◆ Reading text
- - - - - - -

These lamps preserve the bacteria of your favorite people, pets, and places
Bacteria can be deadly or useful. They can also intrinsically beautiful, thanks to the wild combination of colors and organic shapes they create when cultured. The Swedish artist Jan Klingler noticed as much, and decided to put his interest in microbiology to use by designing with these bacteria cultures.
Klingler’s experimentation led to the creation of two different lamps, each decorated by the bacteria found on specific people or places. One takes the form of a circular resin plate, which can be hung on a wall or sit on a table. The other looks like a laboratory instrument, with a flat bottom and an LED light at its mouth, fed by a cable that looks almost tube-like. But it’s the patterns and colors of the bacteria itself that takes center stage.
The lamps come from a very personal place, Klingler explains; they’re the result of a search for purpose and meaning in his creative work. After finishing his bachelor’s degree in design, he realized he didn’t want become a conventional designer, designing solely for his own pleasure. Instead, he went back to school, pursuing his master’s degree at Stockholm’s Konstfack University of Arts, Crafts and Design, where he focused on how to “create strong relationships between my creations and their new owners,” as he says over email.

- - - - - - -

◆ Data
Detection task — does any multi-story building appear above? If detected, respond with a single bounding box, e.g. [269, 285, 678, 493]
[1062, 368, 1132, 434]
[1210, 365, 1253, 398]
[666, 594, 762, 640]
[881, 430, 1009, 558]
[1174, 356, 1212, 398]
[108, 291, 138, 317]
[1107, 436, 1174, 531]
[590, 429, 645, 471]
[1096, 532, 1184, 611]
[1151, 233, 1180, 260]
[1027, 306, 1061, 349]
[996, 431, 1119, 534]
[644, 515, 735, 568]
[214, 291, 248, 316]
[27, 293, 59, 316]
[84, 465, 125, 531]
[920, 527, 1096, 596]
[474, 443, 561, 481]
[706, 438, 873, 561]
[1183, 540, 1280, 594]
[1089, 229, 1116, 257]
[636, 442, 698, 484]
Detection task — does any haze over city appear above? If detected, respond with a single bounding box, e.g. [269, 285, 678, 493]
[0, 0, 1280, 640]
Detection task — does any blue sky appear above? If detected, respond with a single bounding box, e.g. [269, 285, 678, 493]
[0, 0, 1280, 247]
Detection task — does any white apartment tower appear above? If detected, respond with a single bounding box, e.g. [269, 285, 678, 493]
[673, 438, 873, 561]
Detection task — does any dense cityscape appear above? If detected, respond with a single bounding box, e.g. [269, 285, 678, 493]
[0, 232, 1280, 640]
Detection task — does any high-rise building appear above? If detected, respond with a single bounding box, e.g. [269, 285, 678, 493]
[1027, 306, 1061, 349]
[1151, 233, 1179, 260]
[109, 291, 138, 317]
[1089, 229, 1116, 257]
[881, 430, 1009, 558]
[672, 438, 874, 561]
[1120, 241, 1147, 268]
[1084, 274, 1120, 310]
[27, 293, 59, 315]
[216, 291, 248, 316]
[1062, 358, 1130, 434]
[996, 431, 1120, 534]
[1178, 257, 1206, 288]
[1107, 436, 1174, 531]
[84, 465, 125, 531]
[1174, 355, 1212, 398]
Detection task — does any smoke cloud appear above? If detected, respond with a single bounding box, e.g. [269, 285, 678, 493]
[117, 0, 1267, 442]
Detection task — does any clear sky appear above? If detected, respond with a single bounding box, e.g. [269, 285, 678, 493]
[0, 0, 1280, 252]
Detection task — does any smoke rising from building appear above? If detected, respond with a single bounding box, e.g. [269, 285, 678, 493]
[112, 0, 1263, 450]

- - - - - - -

◆ Actions to take
- a) Decide whether each statement below agrees with the article about the bacteria lamps. Answer yes or no for each, and quote the words of the article that decide it. (i) Jan Klingler is a Swedish artist. (ii) The circular resin lamp can only be hung on a wall. (iii) Klingler pursued his master's degree at Konstfack University of Arts, Crafts and Design in Stockholm.
- b) Write what follows the last sentence of the article about the bacteria lamps.

◆ Answers to the exercise
- a)
(i) Yes: "The Swedish artist Jan Klingler"
(ii) No: "which can be hung on a wall or sit on a table"
(iii) Yes: "pursuing his master’s degree at Stockholm’s Konstfack University of Arts, Crafts and Design"

- b)
During this process, he noticed things about his own belongings–like how he had been carrying along certain objects all his life that he’d never used, like a chess set he never learned to play or a bottle of aftershave that he never wore because it made him itchy. He kept them around because they evoked strong memories of his grandmother and grandfather. Klingler wanted to give the objects he designed a similar kind of meaning, and realized he could use bacteria to do so.
“We all consist of 10 times more bacteria than human cells,” he tells me, “every living being and place has its own unique and personal microbiological fingerprint. In a crossover between science, art, and industrial design, I created the bacteria lamp which uses this fact to create stand out conversational pieces.”
Each lamp Klingler makes begins when he collects samples from people, places, or things that hold significance to someone’s life. He cultivates cultures out of those samples using resin discs–feeding them with agar, a seaweed-derived gelatine, for food. Once Klingler is satisfied with the results, he places another transparent disk on top, sealing the culture from the open air and stopping their growth. This organic process makes each piece completely unique, with wildly different colors and shapes. They become a physical manifestation of the original person, place, or object.
“I am planning to grow future unique pieces in the form of commissioned work,” he explains, “may it be the location of a first date, a personal souvenir from a memorable journey, or the reminder of loved one far away–the possibilities are as individual as each one of us.”
Klingler’s work is part of the Young Swedish Design 2019 exhibition at ArkDes, the Swedish Centre for Architecture and Design in Stockholm, which you can see until the end of March.